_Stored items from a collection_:
<<<<

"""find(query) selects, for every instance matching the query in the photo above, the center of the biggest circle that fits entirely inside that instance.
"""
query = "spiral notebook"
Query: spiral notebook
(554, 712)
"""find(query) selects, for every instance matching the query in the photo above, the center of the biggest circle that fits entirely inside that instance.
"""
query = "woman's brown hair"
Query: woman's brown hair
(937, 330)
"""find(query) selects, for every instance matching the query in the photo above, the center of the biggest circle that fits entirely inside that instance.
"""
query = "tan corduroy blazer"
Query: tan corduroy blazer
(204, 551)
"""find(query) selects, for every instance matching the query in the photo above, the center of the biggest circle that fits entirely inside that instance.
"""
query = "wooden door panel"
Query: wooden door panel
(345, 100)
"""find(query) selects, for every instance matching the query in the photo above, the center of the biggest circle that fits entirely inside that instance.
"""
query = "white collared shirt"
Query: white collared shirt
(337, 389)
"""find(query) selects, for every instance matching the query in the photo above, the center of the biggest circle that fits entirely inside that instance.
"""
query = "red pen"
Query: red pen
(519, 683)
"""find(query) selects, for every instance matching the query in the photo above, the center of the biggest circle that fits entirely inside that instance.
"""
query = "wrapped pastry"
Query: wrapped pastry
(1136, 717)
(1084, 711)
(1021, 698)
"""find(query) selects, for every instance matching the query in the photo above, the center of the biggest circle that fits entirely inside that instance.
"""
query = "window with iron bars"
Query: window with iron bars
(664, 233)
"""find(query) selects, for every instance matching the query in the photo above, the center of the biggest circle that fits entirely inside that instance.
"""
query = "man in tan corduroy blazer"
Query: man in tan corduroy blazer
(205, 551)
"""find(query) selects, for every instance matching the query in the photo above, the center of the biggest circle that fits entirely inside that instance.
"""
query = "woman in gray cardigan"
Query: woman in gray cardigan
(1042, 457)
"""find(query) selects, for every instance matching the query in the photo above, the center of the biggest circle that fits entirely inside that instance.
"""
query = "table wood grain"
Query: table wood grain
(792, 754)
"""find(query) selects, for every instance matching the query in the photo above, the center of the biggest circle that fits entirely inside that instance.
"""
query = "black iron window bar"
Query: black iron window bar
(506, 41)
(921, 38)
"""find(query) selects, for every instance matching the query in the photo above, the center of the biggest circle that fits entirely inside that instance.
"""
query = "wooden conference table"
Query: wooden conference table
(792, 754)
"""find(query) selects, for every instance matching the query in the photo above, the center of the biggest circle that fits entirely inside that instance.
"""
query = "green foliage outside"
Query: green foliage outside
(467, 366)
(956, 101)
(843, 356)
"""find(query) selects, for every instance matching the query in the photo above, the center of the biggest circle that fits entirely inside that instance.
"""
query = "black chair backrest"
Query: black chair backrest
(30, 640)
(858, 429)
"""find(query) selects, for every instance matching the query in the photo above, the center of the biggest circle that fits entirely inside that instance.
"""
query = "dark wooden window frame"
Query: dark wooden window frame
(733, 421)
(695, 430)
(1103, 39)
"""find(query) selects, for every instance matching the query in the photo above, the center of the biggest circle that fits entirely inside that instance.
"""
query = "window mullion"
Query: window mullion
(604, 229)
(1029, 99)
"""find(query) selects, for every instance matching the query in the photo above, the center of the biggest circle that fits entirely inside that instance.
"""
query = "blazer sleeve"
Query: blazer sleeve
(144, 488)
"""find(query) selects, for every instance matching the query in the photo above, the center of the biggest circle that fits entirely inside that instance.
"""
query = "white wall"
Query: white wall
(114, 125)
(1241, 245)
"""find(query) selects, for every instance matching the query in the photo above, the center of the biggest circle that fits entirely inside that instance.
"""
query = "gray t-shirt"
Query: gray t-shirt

>>>>

_WHAT THIS TASK INVOLVES_:
Print all the data exactly.

_EXERCISE SOLUTION_:
"""find(query) selects, for every instance matching the query in the photo above, the center of the biggest circle that fits entirely inside that instance.
"""
query = "spiral notebook"
Query: spiral notebook
(554, 712)
"""find(query) selects, for every instance matching the query in the photo above, the center of the biggest circle that fits entirely inside that instance.
"""
query = "woman's brown hair"
Query: woman's brown hair
(937, 330)
"""find(query) selects, for every instance matching the query in the photo above, the center of the biggest circle that fits entirely inside that instance.
"""
query = "tan corduroy blazer"
Query: tan corduroy blazer
(204, 551)
"""find(query) selects, for every instance matching the query in the photo above, the center of the biggest circle that fits entirely inside that instance.
"""
query = "wooden door panel"
Query: wooden door panel
(345, 100)
"""find(query) selects, for every instance matching the query in the photo above, the center of the biggest circle that fits entirely inside that instance.
"""
query = "white collared shirt"
Query: white collared shirt
(337, 389)
"""find(query) selects, for every instance matching the query in the photo above, the center of the biggest circle that fits entirely inside that instance.
"""
query = "red pen"
Query: red pen
(519, 683)
"""find(query) selects, for every instance matching the query in the photo above, the center of the biggest circle that fits entirely inside that instance.
"""
query = "wrapped pastry"
Query: wrapped pastry
(1136, 717)
(1084, 711)
(1021, 698)
"""find(query) selects, for every instance matching the query in the photo above, the center of the biggest circle that fits entirely inside that instance.
"""
query = "window with iron bars"
Query: window with iron bars
(664, 233)
"""find(query) selects, for every instance matching the query in the photo above, the center of the biggest circle that fits entirely inside that instance.
"""
query = "man in tan corduroy blazer"
Query: man in tan corduroy blazer
(205, 551)
"""find(query) selects, for every instance matching the query in the photo above, the center of the biggest circle that fits entirely inside that instance.
"""
query = "woman in gray cardigan"
Query: woman in gray cardigan
(1042, 457)
"""find(query) selects, for every instance matching the query in the photo above, the center of the biggest circle that fits entirely inside that instance.
"""
query = "table wood grain"
Query: table wood grain
(792, 754)
"""find(query) selects, for every instance matching the query in the photo above, the center of the biggest circle that fits entirely inside that instance.
"""
query = "black iron window bar"
Query: black iron window bar
(506, 41)
(921, 38)
"""find(query) selects, for every instance matching the query in the photo above, the center of the biggest circle that fits entirely inside that instance.
"""
query = "wooden conference table"
Query: wooden conference table
(792, 754)
"""find(query) selects, for every instance matching the query in the photo above, the center of the biggest circle that fits entirely inside that instance.
"""
query = "green foliage outside"
Query: green foliage outside
(467, 366)
(956, 101)
(843, 356)
"""find(query) selects, for every instance matching the query in the photo above, the center of the biggest circle that fits entirely inside that instance.
"""
query = "black chair backrest"
Query: black chair backrest
(30, 640)
(858, 429)
"""find(query) selects, for every instance matching the query in the photo above, the center of the biggest circle that fits entirely inside that instance.
"""
query = "dark wooden window frame"
Query: dark wooden window frame
(733, 421)
(695, 430)
(1103, 39)
"""find(query) selects, for every instance matching the query in the photo above, the center of the biggest circle that fits entirely inside that instance.
"""
query = "window mullion"
Query: window mullion
(604, 229)
(1029, 99)
"""find(query) selects, for every instance matching the query in the photo above, the center of the biggest circle that fits entirely inside that instance.
"""
query = "blazer sleeve"
Query: blazer sleeve
(144, 488)
"""find(query) selects, for every instance matching the query in the photo above, the center of the biggest circle that fits entirely inside that instance.
"""
query = "white wall"
Query: white wall
(114, 125)
(1241, 245)
"""find(query) selects, for every instance matching the query in the photo above, the center of the biggest circle that fits entirely inside that instance.
"""
query = "gray t-shirt"
Query: gray t-shirt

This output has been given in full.